| Your objective |
Could you turn the listing below into a JSON list of strings, with one string per line and blank lines omitted? Leave the pictures out.

⁂

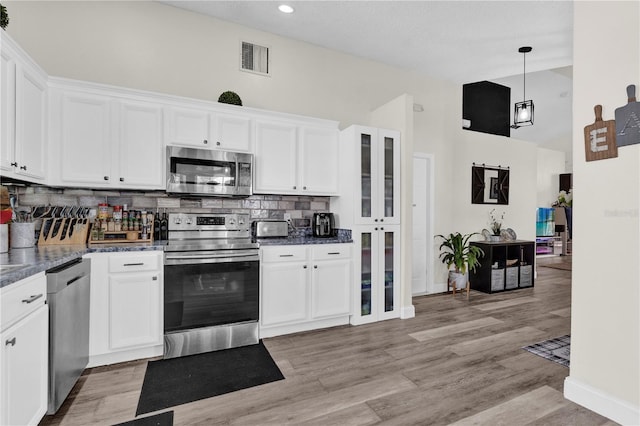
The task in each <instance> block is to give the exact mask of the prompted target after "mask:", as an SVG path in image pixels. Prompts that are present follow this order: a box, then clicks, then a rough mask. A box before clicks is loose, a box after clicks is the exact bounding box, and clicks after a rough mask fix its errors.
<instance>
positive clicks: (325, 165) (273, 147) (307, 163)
mask: <svg viewBox="0 0 640 426" xmlns="http://www.w3.org/2000/svg"><path fill="white" fill-rule="evenodd" d="M254 152H255V159H254V162H255V173H254V189H253V192H255V193H262V194H297V195H336V194H337V192H338V176H337V175H338V129H337V125H336V124H335V123H333V122H327V123H326V124H325V125H324V126H319V125H318V126H316V125H310V124H307V123H299V122H296V121H279V120H275V119H274V120H270V119H266V118H263V119H260V120H256V142H255V151H254Z"/></svg>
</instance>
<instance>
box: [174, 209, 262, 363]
mask: <svg viewBox="0 0 640 426" xmlns="http://www.w3.org/2000/svg"><path fill="white" fill-rule="evenodd" d="M168 229H169V232H168V233H169V237H168V244H167V247H166V248H165V253H164V265H165V266H164V358H176V357H180V356H186V355H193V354H197V353H202V352H209V351H214V350H220V349H227V348H233V347H238V346H246V345H251V344H255V343H258V318H259V307H258V306H259V305H258V300H259V293H260V291H259V270H260V264H259V256H258V245H257V243H253V242H251V234H250V223H249V215H248V214H210V213H206V214H193V213H188V214H185V213H175V214H173V213H172V214H169V224H168Z"/></svg>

⁂

| Task solution |
[
  "The task in each <instance> block is to give the exact mask of the prompted target after \"mask:\", as an SVG path in image pixels. Prompts that are present follow this order: a box, then clicks, then a rough mask. A box before clicks is loose, a box after clicks is the exact bounding box, and clicks after a rough mask fix its errors.",
  "<instance>",
  "positive clicks: (325, 165) (273, 147) (307, 163)",
  "mask: <svg viewBox=\"0 0 640 426\" xmlns=\"http://www.w3.org/2000/svg\"><path fill=\"white\" fill-rule=\"evenodd\" d=\"M254 152H255V159H254V162H255V173H254V189H253V192H255V193H262V194H297V195H336V194H337V192H338V176H337V175H338V129H337V125H336V124H335V123H333V122H327V123H326V124H325V125H324V126H319V125H318V126H316V125H310V124H307V123H299V122H296V121H279V120H275V119H274V120H270V119H266V118H263V119H260V120H256V142H255V151H254Z\"/></svg>",
  "</instance>",
  "<instance>",
  "box: [174, 209, 262, 363]",
  "mask: <svg viewBox=\"0 0 640 426\" xmlns=\"http://www.w3.org/2000/svg\"><path fill=\"white\" fill-rule=\"evenodd\" d=\"M168 229H169V232H168V233H169V237H168V244H167V247H166V248H165V253H164V265H165V266H164V358H176V357H180V356H186V355H193V354H197V353H202V352H209V351H214V350H220V349H227V348H233V347H238V346H246V345H251V344H255V343H258V318H259V307H258V306H259V305H258V300H259V293H260V291H259V270H260V264H259V256H258V245H257V243H253V242H251V234H250V223H249V215H248V214H210V213H206V214H193V213H188V214H185V213H175V214H173V213H172V214H169V224H168Z\"/></svg>"
]